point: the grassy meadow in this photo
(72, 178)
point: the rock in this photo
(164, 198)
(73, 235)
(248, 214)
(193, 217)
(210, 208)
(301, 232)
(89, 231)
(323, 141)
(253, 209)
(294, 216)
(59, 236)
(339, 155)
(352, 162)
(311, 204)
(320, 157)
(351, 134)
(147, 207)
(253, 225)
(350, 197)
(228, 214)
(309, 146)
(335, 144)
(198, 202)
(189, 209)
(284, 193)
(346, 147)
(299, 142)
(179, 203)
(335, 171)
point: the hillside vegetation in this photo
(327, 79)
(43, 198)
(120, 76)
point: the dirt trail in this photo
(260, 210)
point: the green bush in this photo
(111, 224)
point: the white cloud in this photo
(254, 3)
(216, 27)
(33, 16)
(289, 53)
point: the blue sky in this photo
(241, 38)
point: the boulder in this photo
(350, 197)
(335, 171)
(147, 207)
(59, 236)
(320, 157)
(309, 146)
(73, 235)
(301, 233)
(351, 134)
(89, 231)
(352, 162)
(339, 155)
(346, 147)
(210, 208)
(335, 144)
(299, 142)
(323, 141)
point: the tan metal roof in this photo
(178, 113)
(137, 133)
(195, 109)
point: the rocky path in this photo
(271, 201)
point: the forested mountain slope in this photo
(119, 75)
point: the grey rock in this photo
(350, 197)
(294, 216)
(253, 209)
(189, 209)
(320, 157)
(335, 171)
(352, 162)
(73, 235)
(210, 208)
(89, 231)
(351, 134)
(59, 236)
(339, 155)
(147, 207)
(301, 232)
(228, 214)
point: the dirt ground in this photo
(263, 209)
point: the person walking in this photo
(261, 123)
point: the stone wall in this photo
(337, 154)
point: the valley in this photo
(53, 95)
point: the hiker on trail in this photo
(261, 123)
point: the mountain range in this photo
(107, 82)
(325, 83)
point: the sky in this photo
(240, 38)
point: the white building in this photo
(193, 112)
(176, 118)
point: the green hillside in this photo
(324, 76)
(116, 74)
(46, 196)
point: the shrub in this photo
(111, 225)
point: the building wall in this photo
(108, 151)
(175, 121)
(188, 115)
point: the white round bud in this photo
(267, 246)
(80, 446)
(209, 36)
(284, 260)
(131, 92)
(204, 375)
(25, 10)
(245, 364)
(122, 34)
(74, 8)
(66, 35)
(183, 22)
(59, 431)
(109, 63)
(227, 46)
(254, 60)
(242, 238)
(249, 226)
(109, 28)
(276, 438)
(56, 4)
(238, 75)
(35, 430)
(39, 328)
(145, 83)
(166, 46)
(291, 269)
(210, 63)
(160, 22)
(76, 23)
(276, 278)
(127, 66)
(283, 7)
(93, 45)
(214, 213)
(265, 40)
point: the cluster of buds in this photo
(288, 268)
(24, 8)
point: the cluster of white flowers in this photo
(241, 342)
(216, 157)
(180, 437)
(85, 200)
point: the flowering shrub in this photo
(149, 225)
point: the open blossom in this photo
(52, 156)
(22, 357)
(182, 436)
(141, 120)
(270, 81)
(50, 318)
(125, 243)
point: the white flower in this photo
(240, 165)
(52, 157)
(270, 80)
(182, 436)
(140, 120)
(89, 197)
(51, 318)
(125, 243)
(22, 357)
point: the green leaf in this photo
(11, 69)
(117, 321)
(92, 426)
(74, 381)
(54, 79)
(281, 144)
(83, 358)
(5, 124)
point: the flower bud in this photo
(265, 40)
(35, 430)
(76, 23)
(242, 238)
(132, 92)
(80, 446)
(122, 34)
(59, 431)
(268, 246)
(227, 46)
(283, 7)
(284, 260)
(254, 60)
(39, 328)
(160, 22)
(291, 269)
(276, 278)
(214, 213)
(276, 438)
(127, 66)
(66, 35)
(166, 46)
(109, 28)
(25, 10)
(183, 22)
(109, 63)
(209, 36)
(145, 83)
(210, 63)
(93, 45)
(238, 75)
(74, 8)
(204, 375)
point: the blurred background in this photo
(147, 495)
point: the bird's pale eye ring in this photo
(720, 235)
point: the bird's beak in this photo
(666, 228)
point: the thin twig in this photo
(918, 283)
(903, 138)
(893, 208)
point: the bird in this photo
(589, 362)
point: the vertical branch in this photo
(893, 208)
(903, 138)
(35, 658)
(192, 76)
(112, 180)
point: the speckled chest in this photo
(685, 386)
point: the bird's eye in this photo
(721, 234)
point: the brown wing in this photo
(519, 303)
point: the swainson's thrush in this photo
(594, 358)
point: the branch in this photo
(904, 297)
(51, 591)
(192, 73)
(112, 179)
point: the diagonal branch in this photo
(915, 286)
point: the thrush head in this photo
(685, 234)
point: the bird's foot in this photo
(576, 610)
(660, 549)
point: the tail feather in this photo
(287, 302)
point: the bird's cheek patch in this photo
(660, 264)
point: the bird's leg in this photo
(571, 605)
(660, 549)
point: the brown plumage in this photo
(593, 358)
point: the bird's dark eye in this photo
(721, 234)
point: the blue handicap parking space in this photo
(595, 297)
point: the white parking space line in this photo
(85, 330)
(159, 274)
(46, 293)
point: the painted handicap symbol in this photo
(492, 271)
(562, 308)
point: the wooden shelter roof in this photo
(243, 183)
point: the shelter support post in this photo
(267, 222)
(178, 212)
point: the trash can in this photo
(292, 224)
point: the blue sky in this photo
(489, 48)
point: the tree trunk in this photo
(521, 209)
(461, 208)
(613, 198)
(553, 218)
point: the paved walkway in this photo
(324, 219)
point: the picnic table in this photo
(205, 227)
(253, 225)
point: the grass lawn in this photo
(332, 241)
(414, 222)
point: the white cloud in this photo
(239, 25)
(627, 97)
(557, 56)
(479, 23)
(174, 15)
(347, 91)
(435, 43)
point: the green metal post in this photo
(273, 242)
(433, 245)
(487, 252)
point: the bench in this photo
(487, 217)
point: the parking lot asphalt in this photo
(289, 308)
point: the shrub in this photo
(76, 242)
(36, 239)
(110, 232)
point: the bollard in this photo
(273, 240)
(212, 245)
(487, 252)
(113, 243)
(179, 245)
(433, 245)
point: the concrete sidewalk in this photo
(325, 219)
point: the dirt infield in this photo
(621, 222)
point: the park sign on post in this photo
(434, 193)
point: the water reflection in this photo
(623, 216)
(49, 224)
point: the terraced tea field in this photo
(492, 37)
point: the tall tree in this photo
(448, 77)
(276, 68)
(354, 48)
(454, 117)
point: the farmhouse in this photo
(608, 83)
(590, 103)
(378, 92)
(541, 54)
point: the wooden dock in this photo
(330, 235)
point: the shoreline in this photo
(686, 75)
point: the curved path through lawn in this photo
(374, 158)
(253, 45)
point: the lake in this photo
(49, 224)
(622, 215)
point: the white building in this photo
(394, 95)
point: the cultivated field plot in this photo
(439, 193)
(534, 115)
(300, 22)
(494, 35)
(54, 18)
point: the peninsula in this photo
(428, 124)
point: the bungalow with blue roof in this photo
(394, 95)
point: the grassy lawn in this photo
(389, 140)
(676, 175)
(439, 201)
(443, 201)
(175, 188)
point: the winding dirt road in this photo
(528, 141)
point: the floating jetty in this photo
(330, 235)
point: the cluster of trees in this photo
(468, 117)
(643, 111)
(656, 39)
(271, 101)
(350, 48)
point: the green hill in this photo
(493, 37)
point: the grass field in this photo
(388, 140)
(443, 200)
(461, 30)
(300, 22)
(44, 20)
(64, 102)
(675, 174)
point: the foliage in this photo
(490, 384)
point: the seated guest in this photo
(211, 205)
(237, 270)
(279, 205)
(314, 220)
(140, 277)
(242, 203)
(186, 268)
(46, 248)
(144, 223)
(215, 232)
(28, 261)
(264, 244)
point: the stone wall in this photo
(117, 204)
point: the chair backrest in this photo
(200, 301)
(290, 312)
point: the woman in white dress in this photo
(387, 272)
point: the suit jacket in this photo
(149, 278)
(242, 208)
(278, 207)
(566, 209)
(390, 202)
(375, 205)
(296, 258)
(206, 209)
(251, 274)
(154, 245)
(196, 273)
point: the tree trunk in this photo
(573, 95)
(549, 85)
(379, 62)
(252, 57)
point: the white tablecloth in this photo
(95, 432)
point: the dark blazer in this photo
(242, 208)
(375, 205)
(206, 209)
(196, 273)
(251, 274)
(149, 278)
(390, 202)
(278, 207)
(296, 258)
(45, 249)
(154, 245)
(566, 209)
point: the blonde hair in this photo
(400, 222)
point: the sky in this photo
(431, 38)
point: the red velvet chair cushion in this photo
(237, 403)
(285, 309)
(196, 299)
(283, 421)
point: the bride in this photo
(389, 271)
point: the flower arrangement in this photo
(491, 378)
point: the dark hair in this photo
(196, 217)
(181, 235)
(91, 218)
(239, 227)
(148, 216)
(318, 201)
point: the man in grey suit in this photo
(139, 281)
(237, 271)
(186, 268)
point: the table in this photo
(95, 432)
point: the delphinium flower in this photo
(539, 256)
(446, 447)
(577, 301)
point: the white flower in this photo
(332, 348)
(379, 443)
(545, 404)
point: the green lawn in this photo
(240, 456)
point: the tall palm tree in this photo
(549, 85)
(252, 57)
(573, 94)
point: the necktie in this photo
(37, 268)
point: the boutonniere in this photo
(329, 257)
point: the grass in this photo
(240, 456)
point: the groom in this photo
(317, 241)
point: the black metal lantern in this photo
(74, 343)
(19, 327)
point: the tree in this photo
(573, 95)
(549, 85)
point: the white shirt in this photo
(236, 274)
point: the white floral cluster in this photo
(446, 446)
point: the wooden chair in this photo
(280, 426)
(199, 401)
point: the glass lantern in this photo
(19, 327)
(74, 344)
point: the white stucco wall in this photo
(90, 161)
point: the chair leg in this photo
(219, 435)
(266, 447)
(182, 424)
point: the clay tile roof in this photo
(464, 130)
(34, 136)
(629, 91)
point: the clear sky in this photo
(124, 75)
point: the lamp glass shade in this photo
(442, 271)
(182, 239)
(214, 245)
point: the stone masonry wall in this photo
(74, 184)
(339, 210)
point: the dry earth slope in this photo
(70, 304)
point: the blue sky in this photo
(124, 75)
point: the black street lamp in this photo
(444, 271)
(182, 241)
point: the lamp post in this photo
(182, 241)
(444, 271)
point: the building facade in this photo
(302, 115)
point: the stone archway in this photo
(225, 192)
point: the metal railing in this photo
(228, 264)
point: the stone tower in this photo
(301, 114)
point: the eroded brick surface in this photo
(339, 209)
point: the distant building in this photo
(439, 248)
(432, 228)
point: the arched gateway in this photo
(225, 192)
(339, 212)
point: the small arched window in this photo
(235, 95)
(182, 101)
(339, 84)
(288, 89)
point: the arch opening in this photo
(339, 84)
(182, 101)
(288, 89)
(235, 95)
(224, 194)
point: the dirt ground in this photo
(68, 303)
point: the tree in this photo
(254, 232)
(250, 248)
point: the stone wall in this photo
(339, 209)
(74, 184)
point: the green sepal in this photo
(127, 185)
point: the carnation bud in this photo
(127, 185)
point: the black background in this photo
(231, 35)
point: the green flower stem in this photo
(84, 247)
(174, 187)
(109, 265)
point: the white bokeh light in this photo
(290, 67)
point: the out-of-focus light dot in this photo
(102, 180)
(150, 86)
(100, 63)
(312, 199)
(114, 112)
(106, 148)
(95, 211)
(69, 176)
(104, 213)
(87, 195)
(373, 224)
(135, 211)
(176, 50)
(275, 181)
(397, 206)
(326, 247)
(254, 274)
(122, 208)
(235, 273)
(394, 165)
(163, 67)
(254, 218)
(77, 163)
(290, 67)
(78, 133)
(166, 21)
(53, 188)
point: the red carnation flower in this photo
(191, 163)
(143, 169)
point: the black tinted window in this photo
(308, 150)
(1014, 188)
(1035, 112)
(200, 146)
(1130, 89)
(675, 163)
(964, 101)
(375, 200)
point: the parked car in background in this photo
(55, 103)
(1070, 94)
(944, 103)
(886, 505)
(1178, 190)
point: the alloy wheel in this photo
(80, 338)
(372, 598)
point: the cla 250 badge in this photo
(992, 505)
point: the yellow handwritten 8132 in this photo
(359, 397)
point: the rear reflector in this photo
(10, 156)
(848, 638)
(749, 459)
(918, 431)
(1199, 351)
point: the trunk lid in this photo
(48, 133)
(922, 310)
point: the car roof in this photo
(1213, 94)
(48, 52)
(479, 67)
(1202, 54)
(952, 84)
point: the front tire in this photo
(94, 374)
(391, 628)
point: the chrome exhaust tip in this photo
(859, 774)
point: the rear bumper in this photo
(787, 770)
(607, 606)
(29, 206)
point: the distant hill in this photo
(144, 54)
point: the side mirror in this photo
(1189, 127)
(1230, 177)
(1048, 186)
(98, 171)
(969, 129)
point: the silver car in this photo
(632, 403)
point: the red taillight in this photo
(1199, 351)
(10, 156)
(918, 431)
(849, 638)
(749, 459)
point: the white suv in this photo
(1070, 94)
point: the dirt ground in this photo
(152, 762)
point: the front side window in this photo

**What is being asked:** Could you copy word for word the rows from the line with "point: the white bokeh light in this photo" through the line with "(1178, 190)", including both of those lines?

**The solution:**
point: the white bokeh light in this photo
(290, 67)
point: the out-of-focus light dot in this photo
(102, 180)
(150, 86)
(100, 63)
(312, 199)
(114, 112)
(106, 148)
(95, 211)
(69, 176)
(104, 213)
(87, 195)
(373, 224)
(135, 211)
(176, 50)
(275, 181)
(397, 206)
(326, 247)
(254, 274)
(122, 208)
(235, 273)
(394, 165)
(163, 67)
(254, 218)
(77, 163)
(290, 67)
(78, 133)
(166, 21)
(53, 188)
point: the red carnation flower in this photo
(191, 163)
(143, 169)
point: the black tinted window in this photo
(308, 150)
(1014, 188)
(1035, 112)
(200, 146)
(1130, 89)
(675, 163)
(964, 101)
(375, 200)
point: the parked car in background in this photo
(55, 103)
(1070, 94)
(944, 103)
(886, 505)
(1178, 190)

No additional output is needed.